The U.S. Supreme Court has clarified the standards under which an
employer can be liable for discrimination under the so-called "cat's paw"
theory of liability in a discrimination claim. See Staub v. Proctor Hospital, No.
09-400 (March 1, 2011). The Court held that if a supervisor performs an act
motivated by unlawful animus and intends to cause an adverse employment
action, the employer is liable if the supervisor's act is a proximate cause of
the adverse decision even if the decision maker did not share the
supervisor's animus. The decision was issued in a case brought under the
Uniformed Services Employment and Reemployment Rights Act (USERRA),
but its holding will likely be applied in cases under Title VII and other
The issue in Staub was whether an employer is liable for unlawful
discrimination when a decision maker relies in part on information tainted by
the discriminatory animus of a lower level supervisor, and in part on the
decision maker's independent investigation. Staub's immediate supervisor
and second level supervisor both harbored unlawful animus based on
Staub's military service and falsely accused him of performance deficiencies.
The decision maker was at a higher level than those two supervisors. The
decision maker investigated the alleged performance deficiencies, rejected
Staub's objection that the supervisors' accusations were motivated by
unlawful animus, and also considered Staub's personnel file and other
information. The decision maker decided to fire Staub and he sued, alleging
a violation of USERRA.
A jury ruled in favor of Staub, and Proctor appealed. The United States
Court of Appeals for the Seventh Circuit reversed, because the decision
maker did not depend wholly on the tainted accusations in making the
decision to fire Staub. According to the Seventh Circuit, an employer is not
liable in a cat's paw case unless the non-decision maker exerted "such
'singular influence' over the decision maker that the decision . . . was the
product of 'blind reliance.'"

* Your task *
Continue the summary of the Supreme Court's Staub v. Proctor Hospital decision, starting after the Seventh Circuit's "blind reliance" standard.

* Supplied entries *
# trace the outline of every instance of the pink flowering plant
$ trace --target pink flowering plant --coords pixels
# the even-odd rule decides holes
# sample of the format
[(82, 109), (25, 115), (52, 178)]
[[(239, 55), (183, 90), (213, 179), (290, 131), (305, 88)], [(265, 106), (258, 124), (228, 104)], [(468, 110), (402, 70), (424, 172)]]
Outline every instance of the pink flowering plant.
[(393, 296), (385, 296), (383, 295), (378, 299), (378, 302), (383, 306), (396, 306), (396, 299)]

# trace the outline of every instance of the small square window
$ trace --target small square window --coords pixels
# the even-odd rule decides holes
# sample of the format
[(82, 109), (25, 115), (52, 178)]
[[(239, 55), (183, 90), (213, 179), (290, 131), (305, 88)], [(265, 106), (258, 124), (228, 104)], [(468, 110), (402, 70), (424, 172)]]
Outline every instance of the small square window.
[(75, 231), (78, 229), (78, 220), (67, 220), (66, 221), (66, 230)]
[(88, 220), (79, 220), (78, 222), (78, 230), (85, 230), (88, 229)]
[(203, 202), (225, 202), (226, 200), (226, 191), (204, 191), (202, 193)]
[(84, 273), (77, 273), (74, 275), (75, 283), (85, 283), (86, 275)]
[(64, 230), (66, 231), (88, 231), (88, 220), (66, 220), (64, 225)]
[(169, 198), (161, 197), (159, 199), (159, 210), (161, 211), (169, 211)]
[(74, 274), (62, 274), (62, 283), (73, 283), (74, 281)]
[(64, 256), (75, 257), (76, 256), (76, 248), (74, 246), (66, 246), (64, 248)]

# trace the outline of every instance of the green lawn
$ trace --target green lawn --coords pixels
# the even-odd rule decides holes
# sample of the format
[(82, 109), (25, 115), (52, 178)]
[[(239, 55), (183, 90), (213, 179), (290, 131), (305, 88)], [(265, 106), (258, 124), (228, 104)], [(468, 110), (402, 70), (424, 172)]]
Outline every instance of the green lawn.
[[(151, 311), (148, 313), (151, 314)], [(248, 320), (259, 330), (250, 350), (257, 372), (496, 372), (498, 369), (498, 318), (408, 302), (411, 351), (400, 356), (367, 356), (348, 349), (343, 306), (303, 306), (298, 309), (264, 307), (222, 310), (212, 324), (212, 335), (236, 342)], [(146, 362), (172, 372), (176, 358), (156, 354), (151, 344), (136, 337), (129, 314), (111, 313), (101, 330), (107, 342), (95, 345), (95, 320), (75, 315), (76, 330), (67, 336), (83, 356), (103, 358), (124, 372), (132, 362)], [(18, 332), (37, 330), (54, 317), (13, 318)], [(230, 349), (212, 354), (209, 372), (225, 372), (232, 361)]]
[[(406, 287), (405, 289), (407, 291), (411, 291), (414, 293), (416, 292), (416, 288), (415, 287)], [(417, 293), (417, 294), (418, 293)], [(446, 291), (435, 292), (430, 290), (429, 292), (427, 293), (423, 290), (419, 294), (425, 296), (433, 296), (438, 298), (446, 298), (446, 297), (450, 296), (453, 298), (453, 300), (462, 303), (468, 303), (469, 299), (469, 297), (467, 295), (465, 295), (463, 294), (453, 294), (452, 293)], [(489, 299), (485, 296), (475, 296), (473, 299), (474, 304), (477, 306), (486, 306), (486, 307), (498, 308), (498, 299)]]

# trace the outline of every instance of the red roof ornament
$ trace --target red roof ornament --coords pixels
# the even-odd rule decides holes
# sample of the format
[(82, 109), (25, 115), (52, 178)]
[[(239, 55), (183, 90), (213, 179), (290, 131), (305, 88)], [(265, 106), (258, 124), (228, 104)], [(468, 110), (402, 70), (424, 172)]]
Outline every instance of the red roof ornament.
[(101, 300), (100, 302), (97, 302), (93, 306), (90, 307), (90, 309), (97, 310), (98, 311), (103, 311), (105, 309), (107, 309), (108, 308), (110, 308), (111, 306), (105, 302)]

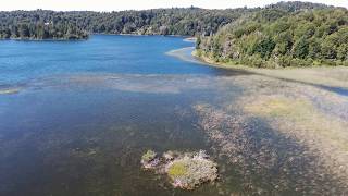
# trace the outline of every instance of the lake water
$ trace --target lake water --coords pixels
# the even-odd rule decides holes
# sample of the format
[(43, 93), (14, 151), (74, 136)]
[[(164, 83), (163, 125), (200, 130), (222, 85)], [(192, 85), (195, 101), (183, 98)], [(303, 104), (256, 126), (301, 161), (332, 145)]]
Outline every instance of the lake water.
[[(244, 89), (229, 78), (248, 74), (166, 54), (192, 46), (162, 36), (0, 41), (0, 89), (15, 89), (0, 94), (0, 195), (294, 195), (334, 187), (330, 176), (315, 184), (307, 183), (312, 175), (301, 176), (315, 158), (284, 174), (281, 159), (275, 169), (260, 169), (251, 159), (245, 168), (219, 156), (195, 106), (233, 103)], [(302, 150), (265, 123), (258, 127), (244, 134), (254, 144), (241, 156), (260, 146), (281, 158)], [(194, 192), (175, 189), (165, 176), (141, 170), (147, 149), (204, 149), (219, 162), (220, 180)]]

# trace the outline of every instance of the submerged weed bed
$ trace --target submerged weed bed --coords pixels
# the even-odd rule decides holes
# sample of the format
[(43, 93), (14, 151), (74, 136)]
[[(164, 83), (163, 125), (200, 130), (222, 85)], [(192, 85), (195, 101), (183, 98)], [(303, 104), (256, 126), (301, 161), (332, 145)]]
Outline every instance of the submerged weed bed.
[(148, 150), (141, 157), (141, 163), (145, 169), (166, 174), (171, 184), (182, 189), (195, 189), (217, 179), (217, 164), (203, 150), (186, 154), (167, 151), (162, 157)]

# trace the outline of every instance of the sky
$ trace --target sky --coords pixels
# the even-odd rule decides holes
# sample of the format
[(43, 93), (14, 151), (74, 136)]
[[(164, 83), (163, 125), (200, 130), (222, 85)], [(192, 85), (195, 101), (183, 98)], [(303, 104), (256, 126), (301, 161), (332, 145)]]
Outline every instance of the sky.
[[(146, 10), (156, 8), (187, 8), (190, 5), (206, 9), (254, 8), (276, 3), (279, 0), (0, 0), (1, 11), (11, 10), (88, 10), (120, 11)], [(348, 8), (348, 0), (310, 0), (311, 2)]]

--

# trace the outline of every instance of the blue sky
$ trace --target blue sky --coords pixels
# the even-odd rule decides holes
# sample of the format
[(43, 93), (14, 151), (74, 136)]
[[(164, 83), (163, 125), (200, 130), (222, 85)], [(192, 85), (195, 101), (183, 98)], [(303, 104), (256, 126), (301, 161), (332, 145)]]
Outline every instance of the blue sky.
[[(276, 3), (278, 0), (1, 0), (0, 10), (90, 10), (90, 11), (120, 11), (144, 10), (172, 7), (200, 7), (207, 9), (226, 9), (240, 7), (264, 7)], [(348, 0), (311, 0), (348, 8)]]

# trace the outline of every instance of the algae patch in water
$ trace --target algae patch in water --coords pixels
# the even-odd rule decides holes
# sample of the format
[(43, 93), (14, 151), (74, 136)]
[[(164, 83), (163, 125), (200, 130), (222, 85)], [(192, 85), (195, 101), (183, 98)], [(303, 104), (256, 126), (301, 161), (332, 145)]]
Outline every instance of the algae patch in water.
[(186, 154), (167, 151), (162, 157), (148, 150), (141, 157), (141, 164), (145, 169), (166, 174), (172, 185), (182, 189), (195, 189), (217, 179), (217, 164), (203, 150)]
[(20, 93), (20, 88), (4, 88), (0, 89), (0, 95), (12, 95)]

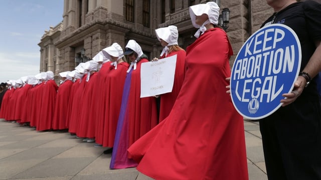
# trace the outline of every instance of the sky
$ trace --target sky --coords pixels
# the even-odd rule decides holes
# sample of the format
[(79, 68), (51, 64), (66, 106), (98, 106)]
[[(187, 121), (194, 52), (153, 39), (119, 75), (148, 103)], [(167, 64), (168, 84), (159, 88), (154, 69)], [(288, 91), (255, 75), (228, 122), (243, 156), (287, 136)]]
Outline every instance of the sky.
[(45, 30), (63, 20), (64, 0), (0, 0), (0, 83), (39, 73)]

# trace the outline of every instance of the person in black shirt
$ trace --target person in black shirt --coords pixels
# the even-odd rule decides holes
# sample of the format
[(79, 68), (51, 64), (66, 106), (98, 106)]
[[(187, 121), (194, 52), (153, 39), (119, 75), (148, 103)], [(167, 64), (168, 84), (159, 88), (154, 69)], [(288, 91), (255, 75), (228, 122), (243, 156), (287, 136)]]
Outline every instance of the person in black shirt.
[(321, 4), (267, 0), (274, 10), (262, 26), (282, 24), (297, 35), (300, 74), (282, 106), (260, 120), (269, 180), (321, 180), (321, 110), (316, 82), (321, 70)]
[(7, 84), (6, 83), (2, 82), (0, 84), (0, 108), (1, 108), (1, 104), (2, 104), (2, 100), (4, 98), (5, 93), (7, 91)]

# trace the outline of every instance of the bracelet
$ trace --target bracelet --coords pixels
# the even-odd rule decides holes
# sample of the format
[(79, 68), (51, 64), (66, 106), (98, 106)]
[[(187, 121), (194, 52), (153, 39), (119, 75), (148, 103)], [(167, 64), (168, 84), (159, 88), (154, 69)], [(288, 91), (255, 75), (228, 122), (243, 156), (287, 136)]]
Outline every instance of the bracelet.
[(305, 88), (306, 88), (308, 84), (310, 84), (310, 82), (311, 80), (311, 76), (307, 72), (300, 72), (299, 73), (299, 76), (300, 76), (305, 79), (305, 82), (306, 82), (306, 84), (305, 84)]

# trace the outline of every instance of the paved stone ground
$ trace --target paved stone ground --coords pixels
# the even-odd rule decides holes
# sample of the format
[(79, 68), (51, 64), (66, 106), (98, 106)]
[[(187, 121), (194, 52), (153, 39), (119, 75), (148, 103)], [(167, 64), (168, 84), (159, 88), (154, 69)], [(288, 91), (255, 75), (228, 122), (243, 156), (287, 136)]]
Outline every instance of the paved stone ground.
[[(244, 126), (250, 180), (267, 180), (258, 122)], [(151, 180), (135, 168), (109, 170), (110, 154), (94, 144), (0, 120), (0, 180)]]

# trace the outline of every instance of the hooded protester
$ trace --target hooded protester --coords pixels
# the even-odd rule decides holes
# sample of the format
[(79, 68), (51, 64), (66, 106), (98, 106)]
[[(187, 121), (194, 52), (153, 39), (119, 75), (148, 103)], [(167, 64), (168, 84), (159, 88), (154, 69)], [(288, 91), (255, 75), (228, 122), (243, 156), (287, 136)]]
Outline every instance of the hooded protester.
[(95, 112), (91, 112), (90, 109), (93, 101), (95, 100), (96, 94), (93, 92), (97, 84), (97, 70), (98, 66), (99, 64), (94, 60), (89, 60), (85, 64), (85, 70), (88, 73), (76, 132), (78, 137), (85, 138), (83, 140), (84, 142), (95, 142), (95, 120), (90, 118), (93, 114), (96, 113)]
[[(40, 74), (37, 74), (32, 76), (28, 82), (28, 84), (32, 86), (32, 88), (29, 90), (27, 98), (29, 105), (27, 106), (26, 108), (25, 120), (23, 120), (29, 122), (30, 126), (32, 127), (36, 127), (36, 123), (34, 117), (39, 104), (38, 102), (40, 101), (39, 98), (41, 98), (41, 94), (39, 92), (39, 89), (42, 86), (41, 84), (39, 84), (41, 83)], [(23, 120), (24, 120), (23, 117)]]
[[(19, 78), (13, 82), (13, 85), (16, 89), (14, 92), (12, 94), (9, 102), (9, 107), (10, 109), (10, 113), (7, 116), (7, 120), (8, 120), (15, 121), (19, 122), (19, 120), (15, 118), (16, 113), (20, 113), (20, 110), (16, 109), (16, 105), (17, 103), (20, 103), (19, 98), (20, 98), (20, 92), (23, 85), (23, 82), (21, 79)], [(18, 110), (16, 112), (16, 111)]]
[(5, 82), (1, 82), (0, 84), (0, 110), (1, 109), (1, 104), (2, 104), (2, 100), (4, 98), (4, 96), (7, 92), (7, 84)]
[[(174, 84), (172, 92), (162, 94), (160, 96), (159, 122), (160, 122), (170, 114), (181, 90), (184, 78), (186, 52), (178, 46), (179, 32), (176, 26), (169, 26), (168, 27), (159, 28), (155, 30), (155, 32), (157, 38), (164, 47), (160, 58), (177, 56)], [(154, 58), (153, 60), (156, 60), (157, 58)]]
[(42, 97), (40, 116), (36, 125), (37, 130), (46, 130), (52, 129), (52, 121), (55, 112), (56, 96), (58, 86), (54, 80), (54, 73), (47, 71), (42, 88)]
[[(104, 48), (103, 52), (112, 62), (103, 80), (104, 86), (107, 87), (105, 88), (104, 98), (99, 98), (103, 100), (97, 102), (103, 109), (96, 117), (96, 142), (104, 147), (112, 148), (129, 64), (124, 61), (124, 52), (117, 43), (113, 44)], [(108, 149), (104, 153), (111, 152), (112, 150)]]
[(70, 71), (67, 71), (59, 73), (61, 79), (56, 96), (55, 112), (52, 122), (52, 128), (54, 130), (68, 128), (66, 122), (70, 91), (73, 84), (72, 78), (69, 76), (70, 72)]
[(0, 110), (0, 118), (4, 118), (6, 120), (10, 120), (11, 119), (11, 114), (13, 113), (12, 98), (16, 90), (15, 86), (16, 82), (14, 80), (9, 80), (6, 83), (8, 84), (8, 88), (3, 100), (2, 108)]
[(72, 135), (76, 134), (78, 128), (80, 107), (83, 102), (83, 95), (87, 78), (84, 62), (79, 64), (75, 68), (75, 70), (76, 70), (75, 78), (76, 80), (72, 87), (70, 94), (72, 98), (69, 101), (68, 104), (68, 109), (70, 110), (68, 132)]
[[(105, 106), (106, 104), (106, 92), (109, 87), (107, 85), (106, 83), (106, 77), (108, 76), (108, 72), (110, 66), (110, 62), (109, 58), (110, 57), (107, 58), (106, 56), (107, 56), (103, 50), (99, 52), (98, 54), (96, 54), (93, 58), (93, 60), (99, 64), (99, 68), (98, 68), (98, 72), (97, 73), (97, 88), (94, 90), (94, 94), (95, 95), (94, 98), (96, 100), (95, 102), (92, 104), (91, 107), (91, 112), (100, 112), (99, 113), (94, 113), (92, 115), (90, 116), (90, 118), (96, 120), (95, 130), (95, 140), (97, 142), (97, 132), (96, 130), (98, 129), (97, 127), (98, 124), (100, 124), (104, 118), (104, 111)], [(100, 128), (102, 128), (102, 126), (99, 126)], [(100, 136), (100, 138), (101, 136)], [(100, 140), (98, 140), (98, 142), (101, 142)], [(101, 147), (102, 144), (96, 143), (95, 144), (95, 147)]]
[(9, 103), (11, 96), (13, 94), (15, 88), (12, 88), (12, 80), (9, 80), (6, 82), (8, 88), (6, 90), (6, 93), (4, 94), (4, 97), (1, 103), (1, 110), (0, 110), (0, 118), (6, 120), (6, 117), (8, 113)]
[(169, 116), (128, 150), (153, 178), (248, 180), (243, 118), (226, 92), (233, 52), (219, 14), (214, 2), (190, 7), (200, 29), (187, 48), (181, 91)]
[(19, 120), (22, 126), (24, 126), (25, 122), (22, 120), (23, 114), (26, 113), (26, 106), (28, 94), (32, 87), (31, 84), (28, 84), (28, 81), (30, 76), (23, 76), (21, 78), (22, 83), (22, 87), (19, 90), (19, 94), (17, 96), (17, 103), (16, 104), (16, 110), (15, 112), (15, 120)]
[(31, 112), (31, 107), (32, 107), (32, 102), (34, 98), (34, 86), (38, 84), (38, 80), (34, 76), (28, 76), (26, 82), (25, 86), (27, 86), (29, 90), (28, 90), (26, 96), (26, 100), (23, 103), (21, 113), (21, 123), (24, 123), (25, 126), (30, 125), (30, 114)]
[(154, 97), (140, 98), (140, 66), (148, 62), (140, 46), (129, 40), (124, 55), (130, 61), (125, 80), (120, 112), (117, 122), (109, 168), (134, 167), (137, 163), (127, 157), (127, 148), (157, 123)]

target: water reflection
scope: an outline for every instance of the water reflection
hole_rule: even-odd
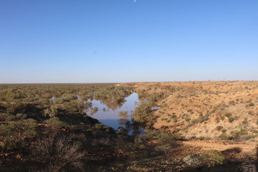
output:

...

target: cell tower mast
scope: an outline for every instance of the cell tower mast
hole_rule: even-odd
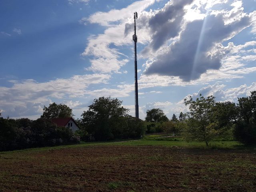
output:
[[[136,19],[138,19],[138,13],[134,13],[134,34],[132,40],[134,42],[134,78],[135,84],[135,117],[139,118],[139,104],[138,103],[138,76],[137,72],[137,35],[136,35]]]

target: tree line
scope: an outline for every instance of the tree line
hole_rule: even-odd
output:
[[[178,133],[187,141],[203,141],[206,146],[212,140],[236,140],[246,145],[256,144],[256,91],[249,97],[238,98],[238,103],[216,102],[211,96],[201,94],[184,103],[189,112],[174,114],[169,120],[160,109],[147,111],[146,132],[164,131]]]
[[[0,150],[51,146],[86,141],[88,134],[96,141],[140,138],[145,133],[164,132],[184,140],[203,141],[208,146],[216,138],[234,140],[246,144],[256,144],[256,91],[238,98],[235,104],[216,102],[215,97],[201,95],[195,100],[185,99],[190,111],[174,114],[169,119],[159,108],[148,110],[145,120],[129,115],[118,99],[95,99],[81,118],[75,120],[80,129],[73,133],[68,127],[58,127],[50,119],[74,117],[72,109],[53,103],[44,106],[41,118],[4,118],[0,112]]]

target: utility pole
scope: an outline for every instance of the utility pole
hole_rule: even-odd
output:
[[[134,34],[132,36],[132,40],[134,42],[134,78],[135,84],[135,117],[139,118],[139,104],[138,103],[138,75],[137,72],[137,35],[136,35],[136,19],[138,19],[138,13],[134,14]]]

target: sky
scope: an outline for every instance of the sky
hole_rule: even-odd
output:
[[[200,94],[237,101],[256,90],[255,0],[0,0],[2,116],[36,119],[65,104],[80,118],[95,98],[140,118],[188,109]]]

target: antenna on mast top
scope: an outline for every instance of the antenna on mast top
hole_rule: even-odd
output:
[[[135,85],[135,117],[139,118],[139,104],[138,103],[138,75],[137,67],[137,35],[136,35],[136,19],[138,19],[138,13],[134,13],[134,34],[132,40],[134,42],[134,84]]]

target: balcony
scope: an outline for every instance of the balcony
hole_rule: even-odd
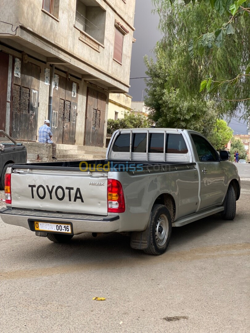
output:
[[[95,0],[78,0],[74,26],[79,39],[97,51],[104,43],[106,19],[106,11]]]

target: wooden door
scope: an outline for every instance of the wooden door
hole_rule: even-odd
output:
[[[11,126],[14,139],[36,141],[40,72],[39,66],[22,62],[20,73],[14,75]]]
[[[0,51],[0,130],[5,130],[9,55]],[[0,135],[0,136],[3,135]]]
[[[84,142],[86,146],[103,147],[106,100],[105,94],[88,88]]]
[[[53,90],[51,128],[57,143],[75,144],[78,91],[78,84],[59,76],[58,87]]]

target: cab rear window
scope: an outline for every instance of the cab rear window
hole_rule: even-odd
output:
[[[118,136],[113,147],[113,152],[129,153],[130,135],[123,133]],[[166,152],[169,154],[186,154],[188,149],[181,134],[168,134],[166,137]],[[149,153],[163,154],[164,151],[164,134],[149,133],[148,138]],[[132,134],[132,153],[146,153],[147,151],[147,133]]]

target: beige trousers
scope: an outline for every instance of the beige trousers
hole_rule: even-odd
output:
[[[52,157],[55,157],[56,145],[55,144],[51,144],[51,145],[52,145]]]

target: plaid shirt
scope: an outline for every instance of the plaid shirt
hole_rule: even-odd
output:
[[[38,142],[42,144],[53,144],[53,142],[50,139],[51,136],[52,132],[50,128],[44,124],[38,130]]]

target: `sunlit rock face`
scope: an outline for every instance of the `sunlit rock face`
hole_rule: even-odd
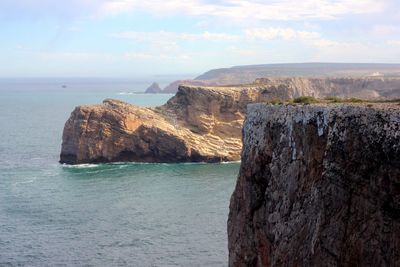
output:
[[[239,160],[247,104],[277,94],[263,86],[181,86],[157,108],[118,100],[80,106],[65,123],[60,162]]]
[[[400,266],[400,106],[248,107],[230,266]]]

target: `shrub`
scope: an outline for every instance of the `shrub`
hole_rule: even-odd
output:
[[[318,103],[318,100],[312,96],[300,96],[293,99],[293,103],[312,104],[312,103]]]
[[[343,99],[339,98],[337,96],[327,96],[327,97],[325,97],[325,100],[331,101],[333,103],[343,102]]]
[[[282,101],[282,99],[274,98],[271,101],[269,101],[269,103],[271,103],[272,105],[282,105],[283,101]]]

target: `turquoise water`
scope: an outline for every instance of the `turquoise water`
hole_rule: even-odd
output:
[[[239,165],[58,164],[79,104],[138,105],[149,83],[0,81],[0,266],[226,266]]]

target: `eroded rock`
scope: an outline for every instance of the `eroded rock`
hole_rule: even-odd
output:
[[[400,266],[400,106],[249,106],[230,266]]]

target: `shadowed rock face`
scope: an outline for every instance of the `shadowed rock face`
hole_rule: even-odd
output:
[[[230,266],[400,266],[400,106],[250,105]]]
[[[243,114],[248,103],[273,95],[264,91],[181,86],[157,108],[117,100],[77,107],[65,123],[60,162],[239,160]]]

* Expected answer *
The Supreme Court rejected the Seventh Circuit's approach. The Court first
pointed out that to establish liability under USERRA, Staub was required to
prove that his military status was "a motivating factor" in the adverse action,
and that there can be multiple motivating factors. The Court then analyzed
the lower level supervisors' actions, noting that the jury had found that they
made their false accusations because of unlawful animus, and finding that
they intended that their accusations would result in adverse action against
Staub. The Court further found that Proctor had effectively delegated the fact
finding portion of the decision maker's investigation to the biased supervisors
and that the false accusations were one factor in the decision to terminate.
Because the false accusations were the product of unlawful animus and
were a motivating factor in the discharge decision, they were a proximate
cause of the discharge and Proctor could be liable, even though other
factors might be additional proximate causes.
Nonetheless, the Court agreed that Proctor could avoid liability if it could
establish that the decision maker's investigation resulted in the discharge for
reasons unrelated to the supervisors' original biased action. While this
affirmative defense can be a complete defense to liability under some
discrimination statutes including USERRA, under other discrimination
statutes, including Title VII, it would be only a partial defense.
Employers' Bottom Line
The Court's decision potentially expands the scope of liability under the
"cat's paw" theory. Thus, it is more important than ever for employers to
conduct thorough and independent investigations of discrimination
allegations and properly document those investigations. It is also important
to ensure that adverse employment actions are taken for legitimate,
nondiscriminatory reasons, which are factually supported and appropriately
If you have any questions regarding this decision, please contact the Ford &
Harrison attorney with whom you usually work or the author of this Alert,
Shane Muñoz, a partner in our Tampa office, at firstname.lastname@example.org.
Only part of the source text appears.